## Problem 1
Retype the stretch of the dicamba article from "This month, North" through "with label instructions.".

---------- Given text ----------

Monsanto also faces increasing government oversight.
This month, North Dakota said it planned to prohibit the use of dicamba herbicides after June 30, 2018, and when temperatures top 85 degrees Fahrenheit (29 degress Celsius) in a bid to prevent the chemical from drifting away from where it is sprayed.
Missouri said it intends to finalise restrictions on XtendiMax soon, after banning sprayings of BASF's dicamba herbicide, called Engenia, in 10 counties after June 1, 2018, and statewide after July 15, 2018.
Arkansas is close to prohibiting dicamba sprayings after April 15, 2018, the tightest limits yet, while Minnesota is also considering restrictions.
The states are taking action after the US Environmental Protection Agency mandated special training for dicamba users for 2018, requiring farmers to keep records proving they were complying with label instructions.
"Utilising the technology, the cost will go up because of these changes," said Andrew Thostenson, a pesticide specialist for North Dakota State University.
Monsanto predicts US farmers will double plantings of Xtend soya beans to about 40 million acres next year despite reports of crop damage this past summer.
Farmers said its cash-back offer was designed to increase sales.
"I think they're just trying to buy more acres," Dan Henebry, an Illinois farmer who plans to grow Xtend soya beans next year, said about Monsanto.

----------

## Problem 2
Edit the stretch of entries from the line containing "Where can the white ceiling" through the end of the entries, changing "white ceiling" to "gray ceiling" and keeping everything else the same. Give only those lines, with no picture.

---------- Items ----------

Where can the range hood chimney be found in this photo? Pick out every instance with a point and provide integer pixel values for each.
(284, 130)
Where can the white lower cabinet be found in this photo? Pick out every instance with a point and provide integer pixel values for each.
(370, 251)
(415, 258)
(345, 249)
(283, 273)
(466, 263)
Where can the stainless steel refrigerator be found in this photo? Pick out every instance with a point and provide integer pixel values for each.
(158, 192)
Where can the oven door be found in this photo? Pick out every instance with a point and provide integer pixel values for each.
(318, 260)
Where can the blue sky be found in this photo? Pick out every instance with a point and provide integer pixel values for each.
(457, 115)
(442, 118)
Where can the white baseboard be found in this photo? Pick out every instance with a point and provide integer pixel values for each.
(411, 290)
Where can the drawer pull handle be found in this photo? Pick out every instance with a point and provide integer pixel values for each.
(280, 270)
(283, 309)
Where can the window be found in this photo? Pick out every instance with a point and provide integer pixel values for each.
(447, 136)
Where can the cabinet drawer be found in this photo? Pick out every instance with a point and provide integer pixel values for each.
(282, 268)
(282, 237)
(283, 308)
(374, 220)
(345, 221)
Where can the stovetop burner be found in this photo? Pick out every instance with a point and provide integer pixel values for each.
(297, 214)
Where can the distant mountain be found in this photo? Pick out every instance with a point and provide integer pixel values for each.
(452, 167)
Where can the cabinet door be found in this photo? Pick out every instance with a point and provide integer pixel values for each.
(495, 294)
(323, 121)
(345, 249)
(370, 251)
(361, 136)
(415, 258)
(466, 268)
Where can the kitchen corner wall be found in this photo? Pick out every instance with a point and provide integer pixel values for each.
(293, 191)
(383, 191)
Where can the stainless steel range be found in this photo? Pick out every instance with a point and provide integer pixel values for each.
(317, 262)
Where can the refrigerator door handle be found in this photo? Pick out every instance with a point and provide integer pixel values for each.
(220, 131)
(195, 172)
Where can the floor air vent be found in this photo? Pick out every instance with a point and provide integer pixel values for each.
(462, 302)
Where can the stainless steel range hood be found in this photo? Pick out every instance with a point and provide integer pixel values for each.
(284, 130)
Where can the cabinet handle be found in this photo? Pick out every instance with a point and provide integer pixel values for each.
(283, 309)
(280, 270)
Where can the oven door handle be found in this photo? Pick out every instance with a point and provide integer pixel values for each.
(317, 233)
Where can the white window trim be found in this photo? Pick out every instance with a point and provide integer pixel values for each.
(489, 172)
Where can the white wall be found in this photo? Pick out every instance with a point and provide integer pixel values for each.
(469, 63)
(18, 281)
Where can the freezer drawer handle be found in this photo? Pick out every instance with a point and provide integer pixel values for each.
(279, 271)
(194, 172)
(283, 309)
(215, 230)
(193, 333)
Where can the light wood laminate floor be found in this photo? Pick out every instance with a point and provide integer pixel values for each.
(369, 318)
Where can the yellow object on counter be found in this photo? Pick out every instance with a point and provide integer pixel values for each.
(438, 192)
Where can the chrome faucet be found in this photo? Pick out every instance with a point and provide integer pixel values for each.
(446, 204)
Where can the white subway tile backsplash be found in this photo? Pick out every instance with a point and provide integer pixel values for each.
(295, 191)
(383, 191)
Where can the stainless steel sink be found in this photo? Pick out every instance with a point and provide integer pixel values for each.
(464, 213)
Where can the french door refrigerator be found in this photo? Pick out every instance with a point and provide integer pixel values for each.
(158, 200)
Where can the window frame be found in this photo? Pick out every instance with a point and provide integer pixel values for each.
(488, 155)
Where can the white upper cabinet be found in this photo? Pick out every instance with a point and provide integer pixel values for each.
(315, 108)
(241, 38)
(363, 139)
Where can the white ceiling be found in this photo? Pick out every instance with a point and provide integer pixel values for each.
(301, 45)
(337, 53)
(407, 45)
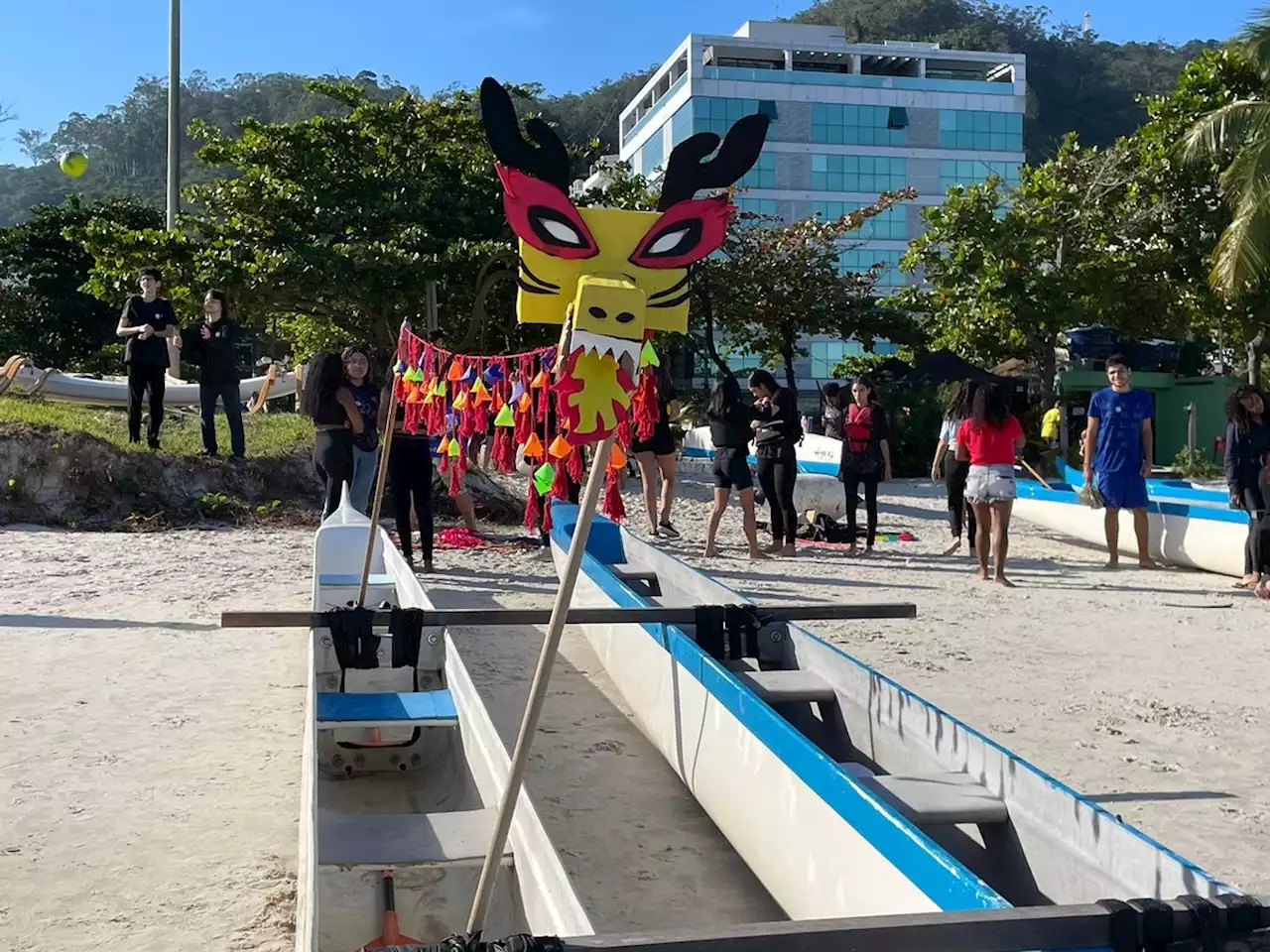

----------

## Finished answer 1
This month, North Dakota said it planned to prohibit the use of dicamba herbicides after June 30, 2018, and when temperatures top 85 degrees Fahrenheit (29 degress Celsius) in a bid to prevent the chemical from drifting away from where it is sprayed.
Missouri said it intends to finalise restrictions on XtendiMax soon, after banning sprayings of BASF's dicamba herbicide, called Engenia, in 10 counties after June 1, 2018, and statewide after July 15, 2018.
Arkansas is close to prohibiting dicamba sprayings after April 15, 2018, the tightest limits yet, while Minnesota is also considering restrictions.
The states are taking action after the US Environmental Protection Agency mandated special training for dicamba users for 2018, requiring farmers to keep records proving they were complying with label instructions.

## Finished answer 2
Where can the gray ceiling be found in this photo? Pick out every instance with a point and provide integer pixel values for each.
(301, 45)
(337, 53)
(407, 45)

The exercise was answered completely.